* [EXERCISE BRIEF]: Find every line in the records that contains the string "tally" and copy each one. Match case exactly.

* [SOURCE RECORDS]:
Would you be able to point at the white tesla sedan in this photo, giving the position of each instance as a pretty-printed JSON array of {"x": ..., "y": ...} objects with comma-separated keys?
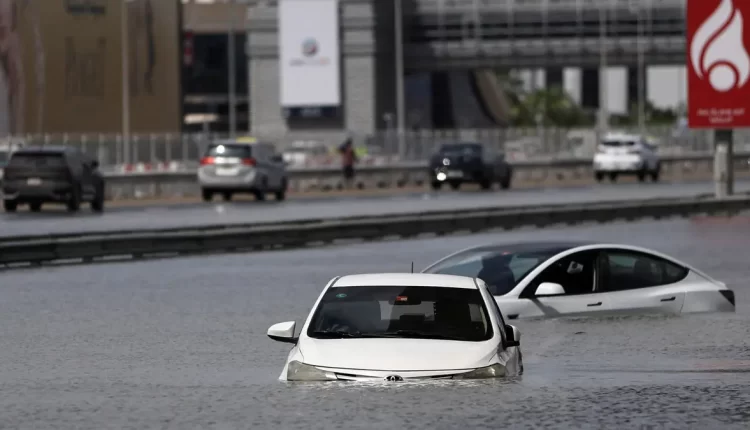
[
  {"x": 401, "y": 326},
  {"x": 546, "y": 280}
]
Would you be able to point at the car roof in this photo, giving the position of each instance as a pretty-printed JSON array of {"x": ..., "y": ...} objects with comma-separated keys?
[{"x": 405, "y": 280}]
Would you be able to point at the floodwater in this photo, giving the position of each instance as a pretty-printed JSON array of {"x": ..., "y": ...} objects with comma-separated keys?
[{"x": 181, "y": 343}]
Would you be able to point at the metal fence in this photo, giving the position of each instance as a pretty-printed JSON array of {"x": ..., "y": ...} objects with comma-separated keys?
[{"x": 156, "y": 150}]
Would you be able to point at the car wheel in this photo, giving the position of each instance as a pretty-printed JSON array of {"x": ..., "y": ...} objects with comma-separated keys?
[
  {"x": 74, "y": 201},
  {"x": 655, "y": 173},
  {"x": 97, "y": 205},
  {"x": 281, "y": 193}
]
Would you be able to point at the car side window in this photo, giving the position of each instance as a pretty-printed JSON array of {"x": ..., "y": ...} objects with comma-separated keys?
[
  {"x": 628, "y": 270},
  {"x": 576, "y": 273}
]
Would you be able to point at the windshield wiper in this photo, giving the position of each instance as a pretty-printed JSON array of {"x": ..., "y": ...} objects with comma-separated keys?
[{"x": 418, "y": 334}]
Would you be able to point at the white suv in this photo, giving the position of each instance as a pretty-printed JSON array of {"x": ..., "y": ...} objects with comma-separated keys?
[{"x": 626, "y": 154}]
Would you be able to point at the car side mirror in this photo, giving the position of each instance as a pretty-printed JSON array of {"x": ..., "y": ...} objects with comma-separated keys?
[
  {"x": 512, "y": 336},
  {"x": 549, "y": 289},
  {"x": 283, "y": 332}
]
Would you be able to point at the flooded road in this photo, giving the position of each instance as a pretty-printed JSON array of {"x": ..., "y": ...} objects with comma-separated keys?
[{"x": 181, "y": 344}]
==
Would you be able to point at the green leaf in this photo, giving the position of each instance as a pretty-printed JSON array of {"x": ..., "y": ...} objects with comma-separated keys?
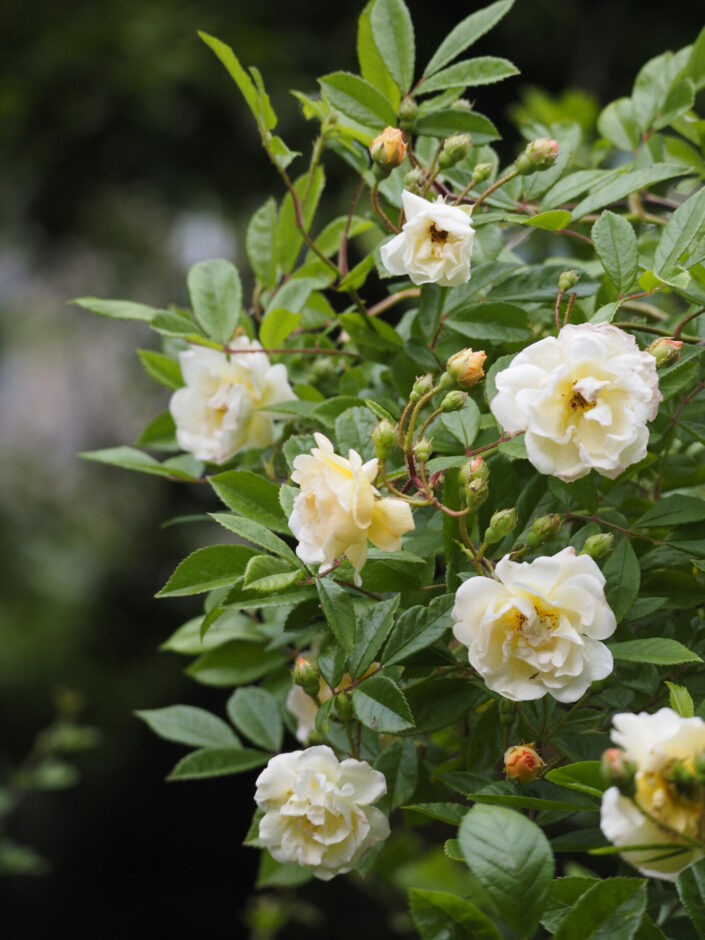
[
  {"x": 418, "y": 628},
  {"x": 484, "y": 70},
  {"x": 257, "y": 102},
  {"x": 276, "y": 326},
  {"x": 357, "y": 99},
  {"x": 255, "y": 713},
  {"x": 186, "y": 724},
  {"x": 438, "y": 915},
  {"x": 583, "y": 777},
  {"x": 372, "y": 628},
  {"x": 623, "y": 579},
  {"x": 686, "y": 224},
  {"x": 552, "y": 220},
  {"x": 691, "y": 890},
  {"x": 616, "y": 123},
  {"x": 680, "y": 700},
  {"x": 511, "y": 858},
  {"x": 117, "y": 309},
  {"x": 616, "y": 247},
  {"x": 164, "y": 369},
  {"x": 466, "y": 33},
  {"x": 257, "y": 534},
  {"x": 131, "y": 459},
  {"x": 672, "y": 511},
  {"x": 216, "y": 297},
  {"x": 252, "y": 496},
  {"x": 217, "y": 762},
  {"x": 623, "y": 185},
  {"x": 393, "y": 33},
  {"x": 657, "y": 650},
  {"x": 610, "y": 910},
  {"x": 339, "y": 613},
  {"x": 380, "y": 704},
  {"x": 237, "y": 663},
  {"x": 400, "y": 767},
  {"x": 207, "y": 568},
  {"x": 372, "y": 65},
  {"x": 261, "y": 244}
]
--
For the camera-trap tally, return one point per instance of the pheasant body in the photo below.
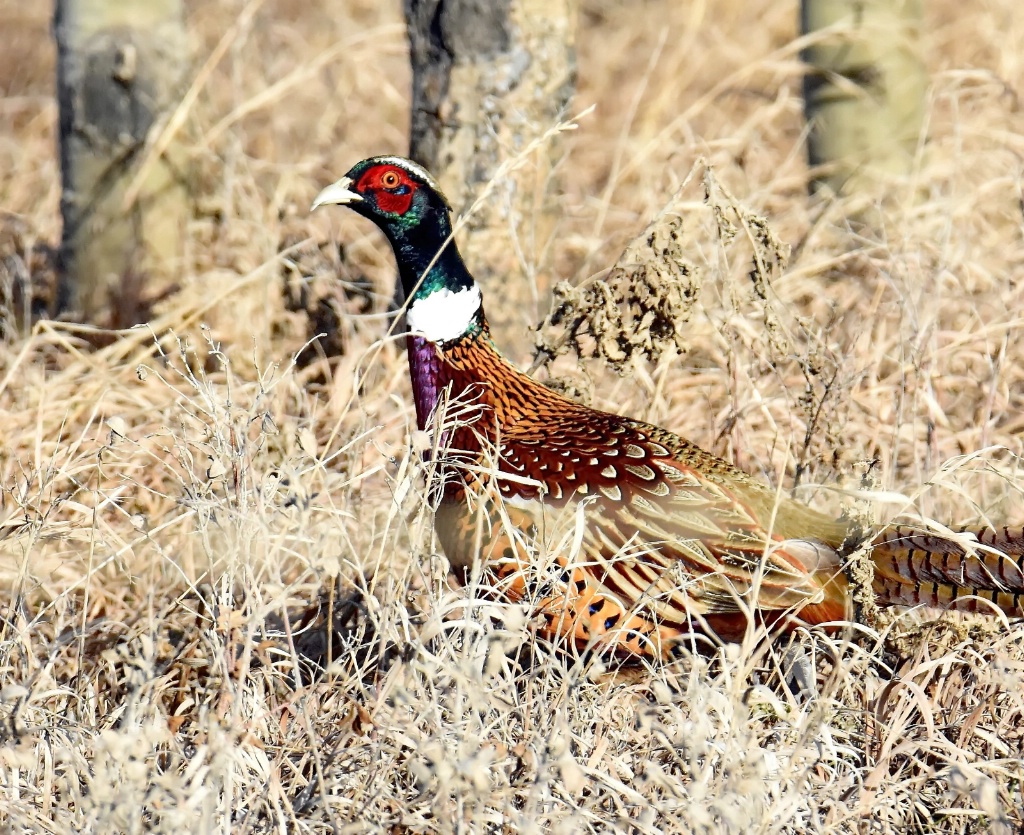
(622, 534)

* [FULL SOLUTION]:
For the camera-trap tally, return one point per instance of the pheasant body in the photo below.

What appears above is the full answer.